» PASSAGE TO READ:
»»

Of course, NASCAR will face a much tougher test if and when racetracks reopen to some degree, as states lift bans on large gatherings. Some of the raceways on the schedule through the playoffs in September are in states where there is still a raging debate over wearing masks. Crowd control will also be difficult at security gates and concession stands.
“They have to reconfigure how people purchase foods and (souvenirs), and also how people use the bathrooms,” Murphy said. “Ideally, they’ve got to change over so there’s limited hand contact with any hardware in the bathroom. And they’re going to have to get rid of the hot-air hand dryers. That’s just going to blow it all around the room.”
What has been more surprising than adjusting to the pandemic is how NASCAR has handled the changed national dialogue on racism in the aftermath of video footage showing then-Minneapolis police officer Derek Chauvin, who is white, pressing his knee into the neck of Floyd, a Black man.
NASCAR President Steve Phelps addressed drivers, teams and fans two days later, before the race May 28 at the Atlanta Motor Speedway, “to acknowledge we must do better as a sport.” There was little at the time, however, to differentiate the address from other corporate messaging coming out of league offices across pro sports. This is, after all, a sport where there is just one Black owner, ex-NBA star Brad Daugherty, co-owner of the JTG Daugherty Racing team.
But then June 10, NASCAR shocked fans by banning Confederate flags from all events, just two days after Darrell “Bubba” Wallace, Jr., the only black driver in the association’s top series, publicly called for the change. The flags, with a history steeped in slavery and racism, had long been a staple on race weekends, particularly at tracks in the South. One driver in the NASCAR Truck Series, Ray Ciccarelli, announced he was leaving the sport in protest; a small plane pulling the Confederate flag flew over the Talladega Superspeedway in Alabama before a June 22 race.
“To put (Phelps’) words into action, the first step had to be the confederate flag and we were able to move quickly and align both as a company and industry to have it removed,” Gregory said. “If we’re going to champion a culture and community that is welcoming and inclusive, these types of symbols cannot be tolerated.”

««

» SOURCE INFORMATION:
»»

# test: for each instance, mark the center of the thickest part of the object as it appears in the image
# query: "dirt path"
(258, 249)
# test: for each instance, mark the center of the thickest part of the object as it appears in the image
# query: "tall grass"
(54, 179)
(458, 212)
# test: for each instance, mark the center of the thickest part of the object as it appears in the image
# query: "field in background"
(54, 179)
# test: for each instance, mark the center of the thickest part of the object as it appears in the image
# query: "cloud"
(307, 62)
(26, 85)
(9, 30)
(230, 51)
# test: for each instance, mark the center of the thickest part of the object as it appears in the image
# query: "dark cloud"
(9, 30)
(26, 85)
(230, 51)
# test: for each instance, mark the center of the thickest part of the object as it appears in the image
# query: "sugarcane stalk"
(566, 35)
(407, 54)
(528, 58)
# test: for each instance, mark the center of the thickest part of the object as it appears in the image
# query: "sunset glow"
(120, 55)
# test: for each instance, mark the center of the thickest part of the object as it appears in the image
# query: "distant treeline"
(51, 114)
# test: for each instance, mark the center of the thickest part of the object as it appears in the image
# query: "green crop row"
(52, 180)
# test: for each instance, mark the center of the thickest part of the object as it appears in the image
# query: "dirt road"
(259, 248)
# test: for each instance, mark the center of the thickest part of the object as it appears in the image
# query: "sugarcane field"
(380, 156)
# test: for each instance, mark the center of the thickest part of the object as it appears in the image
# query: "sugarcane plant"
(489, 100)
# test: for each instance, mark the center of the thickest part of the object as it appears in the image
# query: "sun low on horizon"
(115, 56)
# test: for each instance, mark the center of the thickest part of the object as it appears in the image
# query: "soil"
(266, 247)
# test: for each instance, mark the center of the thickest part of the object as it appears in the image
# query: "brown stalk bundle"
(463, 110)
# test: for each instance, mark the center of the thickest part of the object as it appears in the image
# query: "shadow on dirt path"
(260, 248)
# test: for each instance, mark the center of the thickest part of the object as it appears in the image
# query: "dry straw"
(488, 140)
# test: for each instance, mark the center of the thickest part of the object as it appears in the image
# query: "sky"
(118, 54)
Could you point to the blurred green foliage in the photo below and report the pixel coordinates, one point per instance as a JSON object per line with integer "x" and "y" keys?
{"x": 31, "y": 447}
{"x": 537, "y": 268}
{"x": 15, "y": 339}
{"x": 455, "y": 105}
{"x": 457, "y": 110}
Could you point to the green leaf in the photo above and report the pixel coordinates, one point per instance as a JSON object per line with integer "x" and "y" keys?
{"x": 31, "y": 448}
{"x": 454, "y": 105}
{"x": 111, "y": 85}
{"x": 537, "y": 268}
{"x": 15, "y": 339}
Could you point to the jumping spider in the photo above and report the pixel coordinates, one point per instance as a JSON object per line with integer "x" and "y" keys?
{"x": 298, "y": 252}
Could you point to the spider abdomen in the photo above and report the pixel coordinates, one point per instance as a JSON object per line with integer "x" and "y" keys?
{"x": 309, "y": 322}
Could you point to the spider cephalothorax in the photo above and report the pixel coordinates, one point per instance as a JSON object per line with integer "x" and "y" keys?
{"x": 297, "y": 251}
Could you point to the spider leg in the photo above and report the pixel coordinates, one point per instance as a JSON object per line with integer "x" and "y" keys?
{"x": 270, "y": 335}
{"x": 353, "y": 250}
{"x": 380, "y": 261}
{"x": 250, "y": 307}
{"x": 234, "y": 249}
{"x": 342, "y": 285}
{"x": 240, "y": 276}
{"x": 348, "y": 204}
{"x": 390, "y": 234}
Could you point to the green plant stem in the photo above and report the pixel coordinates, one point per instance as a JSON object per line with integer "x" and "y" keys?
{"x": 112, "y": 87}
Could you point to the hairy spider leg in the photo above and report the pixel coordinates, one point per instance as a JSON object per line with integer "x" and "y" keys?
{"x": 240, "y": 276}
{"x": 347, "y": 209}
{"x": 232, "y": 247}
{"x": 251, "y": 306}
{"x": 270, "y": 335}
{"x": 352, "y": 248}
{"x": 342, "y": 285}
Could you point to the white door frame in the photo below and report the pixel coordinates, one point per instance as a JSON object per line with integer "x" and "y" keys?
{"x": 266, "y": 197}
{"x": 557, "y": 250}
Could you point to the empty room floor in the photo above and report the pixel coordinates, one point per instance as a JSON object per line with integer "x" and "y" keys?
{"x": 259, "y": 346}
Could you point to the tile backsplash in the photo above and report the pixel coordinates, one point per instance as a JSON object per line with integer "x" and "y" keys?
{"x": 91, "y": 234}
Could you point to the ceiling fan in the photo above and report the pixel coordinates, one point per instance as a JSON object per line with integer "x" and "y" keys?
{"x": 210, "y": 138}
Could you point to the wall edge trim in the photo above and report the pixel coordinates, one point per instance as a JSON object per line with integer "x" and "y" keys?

««
»»

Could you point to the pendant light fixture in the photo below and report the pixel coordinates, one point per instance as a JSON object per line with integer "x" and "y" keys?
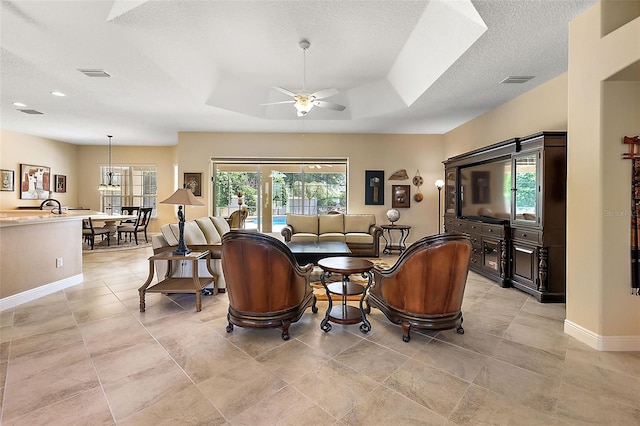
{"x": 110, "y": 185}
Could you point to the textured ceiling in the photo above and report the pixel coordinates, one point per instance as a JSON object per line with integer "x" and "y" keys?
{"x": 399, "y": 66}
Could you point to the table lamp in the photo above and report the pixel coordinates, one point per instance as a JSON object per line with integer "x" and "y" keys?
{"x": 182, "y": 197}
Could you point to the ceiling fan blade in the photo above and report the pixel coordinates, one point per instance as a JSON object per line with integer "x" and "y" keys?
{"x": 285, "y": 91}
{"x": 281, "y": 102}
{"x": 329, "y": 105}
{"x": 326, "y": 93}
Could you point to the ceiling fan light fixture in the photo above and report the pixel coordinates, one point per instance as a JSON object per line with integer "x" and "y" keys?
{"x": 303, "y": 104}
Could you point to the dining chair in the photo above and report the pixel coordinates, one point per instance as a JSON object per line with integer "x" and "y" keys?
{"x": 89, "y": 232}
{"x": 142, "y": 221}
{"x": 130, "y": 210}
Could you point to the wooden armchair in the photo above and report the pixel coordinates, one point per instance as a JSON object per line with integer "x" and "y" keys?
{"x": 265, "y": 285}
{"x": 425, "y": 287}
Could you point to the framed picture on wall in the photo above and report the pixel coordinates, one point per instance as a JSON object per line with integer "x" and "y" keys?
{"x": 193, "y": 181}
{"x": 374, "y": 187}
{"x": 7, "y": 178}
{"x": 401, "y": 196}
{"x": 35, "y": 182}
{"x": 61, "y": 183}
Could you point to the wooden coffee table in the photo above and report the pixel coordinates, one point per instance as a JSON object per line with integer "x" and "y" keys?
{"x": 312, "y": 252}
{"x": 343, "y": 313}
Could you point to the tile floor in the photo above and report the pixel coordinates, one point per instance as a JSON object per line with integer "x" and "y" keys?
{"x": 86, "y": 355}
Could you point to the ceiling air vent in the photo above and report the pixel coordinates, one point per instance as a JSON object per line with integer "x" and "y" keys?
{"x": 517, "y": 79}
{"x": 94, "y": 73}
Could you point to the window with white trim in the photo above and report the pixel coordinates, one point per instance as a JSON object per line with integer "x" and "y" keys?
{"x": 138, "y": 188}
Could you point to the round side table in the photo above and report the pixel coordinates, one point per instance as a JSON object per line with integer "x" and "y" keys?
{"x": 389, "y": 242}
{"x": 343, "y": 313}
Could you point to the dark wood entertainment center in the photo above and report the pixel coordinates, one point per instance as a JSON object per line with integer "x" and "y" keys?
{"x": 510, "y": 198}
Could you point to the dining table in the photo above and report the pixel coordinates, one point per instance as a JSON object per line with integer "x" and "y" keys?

««
»»

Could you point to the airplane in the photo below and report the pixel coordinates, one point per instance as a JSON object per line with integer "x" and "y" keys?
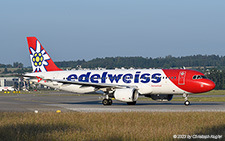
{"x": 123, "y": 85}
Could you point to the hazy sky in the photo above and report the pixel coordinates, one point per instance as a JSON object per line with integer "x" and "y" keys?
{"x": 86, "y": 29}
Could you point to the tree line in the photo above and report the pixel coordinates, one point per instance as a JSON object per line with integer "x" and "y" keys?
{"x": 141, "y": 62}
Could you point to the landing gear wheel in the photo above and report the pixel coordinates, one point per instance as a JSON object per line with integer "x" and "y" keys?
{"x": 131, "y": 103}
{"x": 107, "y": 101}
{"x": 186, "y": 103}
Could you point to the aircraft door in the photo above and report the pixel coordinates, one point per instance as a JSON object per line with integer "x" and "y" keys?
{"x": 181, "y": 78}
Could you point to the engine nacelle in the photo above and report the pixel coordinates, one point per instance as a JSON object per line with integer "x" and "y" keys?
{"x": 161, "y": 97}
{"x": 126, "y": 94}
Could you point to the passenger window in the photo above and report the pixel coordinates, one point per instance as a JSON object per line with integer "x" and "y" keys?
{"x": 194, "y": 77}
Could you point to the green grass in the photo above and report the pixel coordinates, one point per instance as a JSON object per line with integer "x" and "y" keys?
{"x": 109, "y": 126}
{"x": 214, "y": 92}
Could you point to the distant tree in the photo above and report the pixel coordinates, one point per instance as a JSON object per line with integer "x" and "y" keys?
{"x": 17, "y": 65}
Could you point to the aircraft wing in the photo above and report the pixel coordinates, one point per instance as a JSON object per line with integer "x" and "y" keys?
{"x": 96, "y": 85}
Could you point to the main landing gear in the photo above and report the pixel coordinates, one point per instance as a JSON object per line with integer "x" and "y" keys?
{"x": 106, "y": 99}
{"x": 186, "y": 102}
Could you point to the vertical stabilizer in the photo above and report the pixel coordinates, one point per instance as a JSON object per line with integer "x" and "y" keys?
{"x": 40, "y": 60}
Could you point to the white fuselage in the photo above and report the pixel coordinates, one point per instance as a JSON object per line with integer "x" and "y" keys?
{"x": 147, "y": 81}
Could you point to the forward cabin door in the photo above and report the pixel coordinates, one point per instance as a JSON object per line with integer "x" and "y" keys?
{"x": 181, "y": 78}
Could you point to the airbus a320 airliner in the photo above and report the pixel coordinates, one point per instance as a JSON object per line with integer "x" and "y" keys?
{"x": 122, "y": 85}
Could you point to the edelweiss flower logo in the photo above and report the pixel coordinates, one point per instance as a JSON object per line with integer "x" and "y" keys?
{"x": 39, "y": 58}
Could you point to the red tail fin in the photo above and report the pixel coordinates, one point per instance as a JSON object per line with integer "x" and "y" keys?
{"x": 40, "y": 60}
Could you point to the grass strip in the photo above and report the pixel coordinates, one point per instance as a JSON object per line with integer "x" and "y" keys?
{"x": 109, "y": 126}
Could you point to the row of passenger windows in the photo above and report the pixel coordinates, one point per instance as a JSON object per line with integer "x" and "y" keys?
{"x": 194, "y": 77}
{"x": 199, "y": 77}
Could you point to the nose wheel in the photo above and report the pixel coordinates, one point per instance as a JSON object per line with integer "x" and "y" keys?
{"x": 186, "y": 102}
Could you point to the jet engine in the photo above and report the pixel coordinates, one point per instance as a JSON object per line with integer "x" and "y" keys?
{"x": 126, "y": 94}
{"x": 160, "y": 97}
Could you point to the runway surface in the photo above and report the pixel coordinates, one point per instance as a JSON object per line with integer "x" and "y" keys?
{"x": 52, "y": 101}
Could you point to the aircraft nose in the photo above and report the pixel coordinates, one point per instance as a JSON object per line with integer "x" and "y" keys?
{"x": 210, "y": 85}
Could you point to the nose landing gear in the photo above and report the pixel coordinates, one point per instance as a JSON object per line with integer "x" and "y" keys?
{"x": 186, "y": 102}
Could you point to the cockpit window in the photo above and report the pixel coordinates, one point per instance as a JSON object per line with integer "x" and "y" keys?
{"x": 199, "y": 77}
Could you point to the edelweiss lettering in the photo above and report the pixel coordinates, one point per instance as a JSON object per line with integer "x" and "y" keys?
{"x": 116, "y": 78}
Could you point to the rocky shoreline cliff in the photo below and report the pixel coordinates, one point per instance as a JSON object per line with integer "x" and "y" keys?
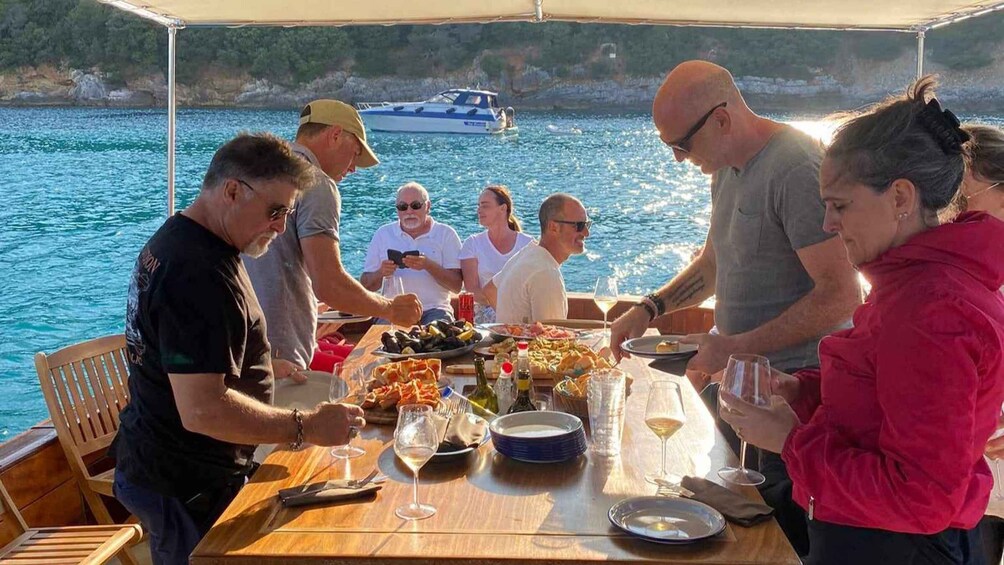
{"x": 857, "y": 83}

««

» WHAT TO WORK ON:
• A. Rewrite the NASCAR article, beginning at "But then June" and stopping after "June 22 race.", and switch "small plane" to "single-engine plane" throughout.
• B. Carry the NASCAR article on from its final sentence.
The rows play no role here.

» ANSWERS BELOW:
• A.
But then June 10, NASCAR shocked fans by banning Confederate flags from all events, just two days after Darrell “Bubba” Wallace, Jr., the only black driver in the association’s top series, publicly called for the change. The flags, with a history steeped in slavery and racism, had long been a staple on race weekends, particularly at tracks in the South. One driver in the NASCAR Truck Series, Ray Ciccarelli, announced he was leaving the sport in protest; a single-engine plane pulling the Confederate flag flew over the Talladega Superspeedway in Alabama before a June 22 race.

• B.
The historic ban also put Wallace, who now drives with “Black Lives Matter” emblazoned across the hood of his No. 43 race car, as a polarizing symbol.
“It’s not like I wanted to be in this position or asked to be in this position, it just happened,” the 26-year-old racer said during a conference call.
Sales of Wallace’s officially licensed merchandise have surged to the top since his June 10 race at Martinsville Speedway, a huge jump for a driver who previously didn’t rank in the top 10.
Two weeks later, Wallace was at the center of another historic moment for the sport as fellow drivers marched alongside his car at Talladega in a show of unity after a noose was reportedly discovered in the garage assigned to him.
The FBI would later rule out a crime in the incident, citing video evidence which shows the rope had been in the stall months before it was assigned to Wallace. But NASCAR doubled down on its support, releasing the evidence photo of the rope to dispel any gossip that the incident was a hoax.
Gregory said the overwhelming positive reaction has shown up in more than just ratings and sales statistics. NASCAR has noticed a number of high profile Black celebrities and influencers on social media asking about future races. The association is betting that they will not drive away many old fans in their attempt to open up the sports to a much more diverse audience.
“Over the past few months, we have been able to showcase what NASCAR is all about to an audience that likely hasn’t considered us before,” Gregory said. “Equally as important is providing our existing fans with the racing they love, and hopefully bringing them a level of escape and normalcy.”